Hebrew Yahwistic name at Abel Beth Maacah (Jan. 16, 2020). Disbelieving the biblical picture of the powerful Israelite state under King David, many have thought Abel Beth Maacah, on the northern border of Israel, was outside Hebrew domain from the 900s to 800s B.C. But a wine jar from this period was found here with the inscription “of Benayo,” a Hebrew name ending in a form of Israel’s God Yahweh. This town provided refuge to the rebel Sheba before delivering him up to David’s besieging forces (2 Samuel 20:14-22).

Massive administrative center from the late Kingdom of Judah (July 22, 2020). One of the largest collections of Kingdom of Judah seal impressions has been found at a huge public tax collection and storage complex from the late 8th to mid-7th centuries B.C., the time of King Hezekiah and his son King Manasseh, near the new U.S.

embassy in Jerusalem. More than 120 jar handles are stamped with lmlk, meaning “of the king.” Excavation has revealed the site continued in operation after the Assyrian King Sennacherib came against Judah in 701 B.C., consistent with the Bible’s description of Hezekiah’s reign.

Proto-Aeolian column capitals outside Jerusalem’s walls in Hezekiah’s time (Sept. 3, 2020). Three scaled-down versions of earlier Phoenician-style volute column heads, such as adorned David’s palace, were apparently part of a lavish mansion outside Jerusalem’s defensive walls as part of the city’s continuing expansion under Hezekiah after Sennacherib’s forces left, again consistent with the biblical picture of the city’s survival and wealth beyond the siege.

Records from a point labeling set
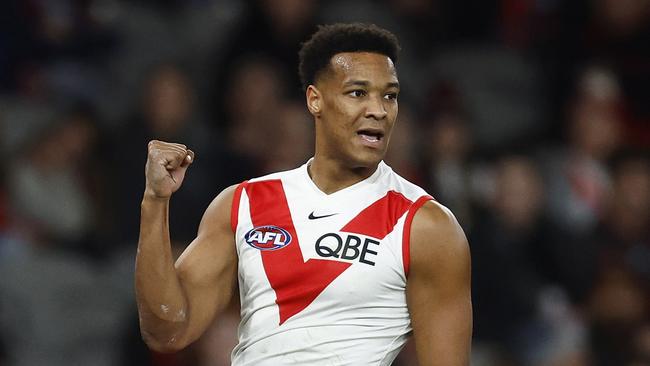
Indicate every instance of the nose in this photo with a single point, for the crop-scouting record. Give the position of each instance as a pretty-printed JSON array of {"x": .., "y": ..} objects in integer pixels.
[{"x": 375, "y": 109}]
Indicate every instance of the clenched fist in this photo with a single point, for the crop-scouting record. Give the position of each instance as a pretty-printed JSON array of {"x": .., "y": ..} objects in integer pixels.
[{"x": 166, "y": 167}]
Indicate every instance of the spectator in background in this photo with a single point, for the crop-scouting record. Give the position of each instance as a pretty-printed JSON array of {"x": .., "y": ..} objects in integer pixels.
[
  {"x": 402, "y": 156},
  {"x": 291, "y": 138},
  {"x": 256, "y": 87},
  {"x": 49, "y": 182},
  {"x": 447, "y": 158},
  {"x": 52, "y": 312},
  {"x": 271, "y": 30},
  {"x": 510, "y": 268},
  {"x": 578, "y": 179},
  {"x": 618, "y": 303},
  {"x": 167, "y": 110}
]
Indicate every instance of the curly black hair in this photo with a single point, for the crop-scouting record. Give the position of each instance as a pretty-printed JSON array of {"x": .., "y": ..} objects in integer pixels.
[{"x": 316, "y": 53}]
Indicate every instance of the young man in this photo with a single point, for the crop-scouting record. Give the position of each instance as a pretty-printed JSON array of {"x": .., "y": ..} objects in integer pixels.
[{"x": 338, "y": 260}]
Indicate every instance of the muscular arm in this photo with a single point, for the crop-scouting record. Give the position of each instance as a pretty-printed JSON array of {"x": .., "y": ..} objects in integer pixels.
[
  {"x": 438, "y": 288},
  {"x": 177, "y": 301}
]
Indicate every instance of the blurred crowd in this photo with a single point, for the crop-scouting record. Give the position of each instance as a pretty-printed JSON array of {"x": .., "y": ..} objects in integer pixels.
[{"x": 530, "y": 119}]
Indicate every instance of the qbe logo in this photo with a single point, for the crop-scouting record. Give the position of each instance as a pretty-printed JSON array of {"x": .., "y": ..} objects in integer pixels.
[{"x": 268, "y": 237}]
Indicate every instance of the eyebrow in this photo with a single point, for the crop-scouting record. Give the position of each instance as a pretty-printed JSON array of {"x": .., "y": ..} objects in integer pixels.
[{"x": 365, "y": 83}]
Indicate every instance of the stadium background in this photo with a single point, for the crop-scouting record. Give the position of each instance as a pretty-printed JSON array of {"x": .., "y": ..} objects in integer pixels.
[{"x": 530, "y": 119}]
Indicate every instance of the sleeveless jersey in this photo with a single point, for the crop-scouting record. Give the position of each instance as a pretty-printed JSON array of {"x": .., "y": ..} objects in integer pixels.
[{"x": 322, "y": 277}]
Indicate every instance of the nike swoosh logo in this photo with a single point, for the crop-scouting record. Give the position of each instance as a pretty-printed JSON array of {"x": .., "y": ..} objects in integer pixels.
[{"x": 314, "y": 217}]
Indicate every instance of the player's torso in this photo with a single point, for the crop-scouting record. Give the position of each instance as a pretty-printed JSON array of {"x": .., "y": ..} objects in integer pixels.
[{"x": 322, "y": 277}]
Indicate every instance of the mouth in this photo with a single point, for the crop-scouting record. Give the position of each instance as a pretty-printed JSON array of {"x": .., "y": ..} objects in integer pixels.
[{"x": 371, "y": 135}]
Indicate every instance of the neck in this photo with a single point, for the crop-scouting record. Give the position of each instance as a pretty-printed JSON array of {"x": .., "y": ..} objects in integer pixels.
[{"x": 330, "y": 175}]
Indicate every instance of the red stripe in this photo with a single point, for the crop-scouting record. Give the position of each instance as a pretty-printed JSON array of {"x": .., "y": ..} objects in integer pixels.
[
  {"x": 406, "y": 234},
  {"x": 379, "y": 219},
  {"x": 234, "y": 208},
  {"x": 296, "y": 282}
]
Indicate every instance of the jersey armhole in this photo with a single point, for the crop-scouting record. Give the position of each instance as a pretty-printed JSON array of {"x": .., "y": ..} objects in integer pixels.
[
  {"x": 406, "y": 231},
  {"x": 234, "y": 209}
]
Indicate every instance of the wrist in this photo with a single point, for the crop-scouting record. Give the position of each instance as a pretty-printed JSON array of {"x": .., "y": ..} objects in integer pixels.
[{"x": 150, "y": 196}]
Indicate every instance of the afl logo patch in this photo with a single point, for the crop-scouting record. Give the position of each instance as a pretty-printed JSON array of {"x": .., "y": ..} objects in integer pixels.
[{"x": 268, "y": 237}]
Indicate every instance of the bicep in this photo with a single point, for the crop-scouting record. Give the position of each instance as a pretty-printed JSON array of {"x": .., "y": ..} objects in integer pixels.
[
  {"x": 207, "y": 268},
  {"x": 438, "y": 288}
]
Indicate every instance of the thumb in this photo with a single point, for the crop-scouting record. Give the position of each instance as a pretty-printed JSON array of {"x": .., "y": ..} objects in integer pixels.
[{"x": 189, "y": 159}]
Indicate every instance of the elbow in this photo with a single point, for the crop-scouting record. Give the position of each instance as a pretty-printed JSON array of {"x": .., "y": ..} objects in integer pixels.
[{"x": 169, "y": 345}]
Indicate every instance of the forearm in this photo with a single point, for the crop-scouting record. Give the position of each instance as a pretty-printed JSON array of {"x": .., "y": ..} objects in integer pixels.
[{"x": 162, "y": 302}]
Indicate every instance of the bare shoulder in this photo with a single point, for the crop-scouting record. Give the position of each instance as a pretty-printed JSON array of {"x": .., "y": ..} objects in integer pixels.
[
  {"x": 218, "y": 213},
  {"x": 437, "y": 238},
  {"x": 213, "y": 249}
]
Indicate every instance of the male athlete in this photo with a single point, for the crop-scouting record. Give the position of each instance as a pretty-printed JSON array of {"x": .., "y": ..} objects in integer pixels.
[{"x": 339, "y": 260}]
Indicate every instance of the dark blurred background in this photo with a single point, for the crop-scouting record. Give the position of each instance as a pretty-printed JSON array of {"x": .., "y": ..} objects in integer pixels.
[{"x": 530, "y": 119}]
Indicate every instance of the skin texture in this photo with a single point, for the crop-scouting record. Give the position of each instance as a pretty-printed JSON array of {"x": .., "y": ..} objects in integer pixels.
[
  {"x": 177, "y": 301},
  {"x": 354, "y": 104},
  {"x": 357, "y": 93}
]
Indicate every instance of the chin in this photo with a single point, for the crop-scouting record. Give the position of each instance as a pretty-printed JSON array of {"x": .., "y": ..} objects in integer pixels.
[{"x": 367, "y": 159}]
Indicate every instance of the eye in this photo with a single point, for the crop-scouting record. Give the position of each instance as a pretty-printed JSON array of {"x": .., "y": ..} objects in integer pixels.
[
  {"x": 358, "y": 93},
  {"x": 391, "y": 96}
]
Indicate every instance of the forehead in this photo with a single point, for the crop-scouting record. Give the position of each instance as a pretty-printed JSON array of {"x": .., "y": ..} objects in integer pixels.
[{"x": 369, "y": 66}]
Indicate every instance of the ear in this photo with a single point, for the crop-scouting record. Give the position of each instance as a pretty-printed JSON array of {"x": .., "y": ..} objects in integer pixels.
[{"x": 314, "y": 100}]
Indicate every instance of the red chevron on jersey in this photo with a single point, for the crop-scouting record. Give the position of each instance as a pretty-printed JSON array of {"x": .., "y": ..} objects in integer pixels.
[
  {"x": 296, "y": 282},
  {"x": 379, "y": 219}
]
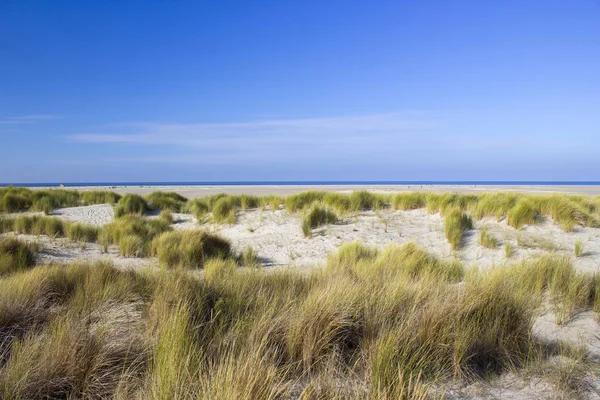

(JOBS):
A. Convert the listing, starting with the line containing "Indicate every instance of the red chevron" and going on through the end of the listing, into a Markdown table with the columns "No." and "Line". Skip blank lines and leave out the pictures.
B. Carry on the text about archaeological finds from ancient Israel and Judah from where it stops.

(ANSWERS TO THE PROBLEMS):
A.
| No. | Line |
|---|---|
| 1 | Indicate every instance of the red chevron on jersey in this photo with a single point, for the crop-scouting record. Give the position of each instance as a pretty-printed JSON array of {"x": .., "y": ..} objects in integer pixels. |
| 2 | [ |
| 3 |   {"x": 296, "y": 282}, |
| 4 |   {"x": 379, "y": 219} |
| 5 | ] |

B.
Royal purple dye on fabrics from David and Solomon’s time (Jan. 28, 2021). Three pieces of wool clothing, out of more than a hundred discovered at the ancient copper mines of Timna in southern Israel, were found dyed with royal purple. These were carbon dated to around 1000 B.C., the time of David and Solomon. This dye, produced in small quantity from a particular species of Mediterranean sea snails, required long and laborious extraction and processing.

Purple fabric was thus very expensive, sometimes more than gold, and worn only by royalty, high officials and others of great wealth (compare Song of Solomon 3:9-10). The discovery of purple cloth at Timna along with bones of fishes imported from Egypt argues for a significant trading network and a strong central government overseeing it—fitting with that of David and Solomon.

New Dead Sea Scrolls fragments first Bible texts found in 60 years (March 16, 2021). A four-year operation by the Israel Antiquities Authority, including scouring remote caves, has turned up 80 new scroll fragments bearing lines of Greek text from Zechariah and Nahum. These are believed to have been part of a set of fragments of the Twelve Minor Prophets from the “Cave of Horrors,” named for 40 human skeletons found there in excavations in the 1960s.

The scroll is thought to have been stashed during the Jewish Bar Kokhba Revolt against Rome (A.D. 132-136). Some have noted minor textual variants, but such scrolls have shown very little difference from our Bibles today, as is also the case with the new fragments. And note again that this was a Greek translation rather than a Hebrew version following a stricter scribal tradition.

Earliest alphabetic writing in the Holy Land found at Lachish (April 20, 2021). A small potsherd found at Tel Lachish in southern Israel contains the earliest alphabetic writing found in the southern Levant, carbon dated to the 15th century B.C. Two short lines of Semitic text read ‘abd, meaning “servant” (perhaps as part of a name) and npt, possibly meaning honey (Hebrew nophet). Some are calling it a “missing link” between earlier Egyptian alphabetic writing and later writing in the Levant. This is yet another blow to those who say Moses could not have written the Torah in Hebrew, given that he supposedly lived well before such alphabetic writing. This inscription is dated to right around the time of Moses.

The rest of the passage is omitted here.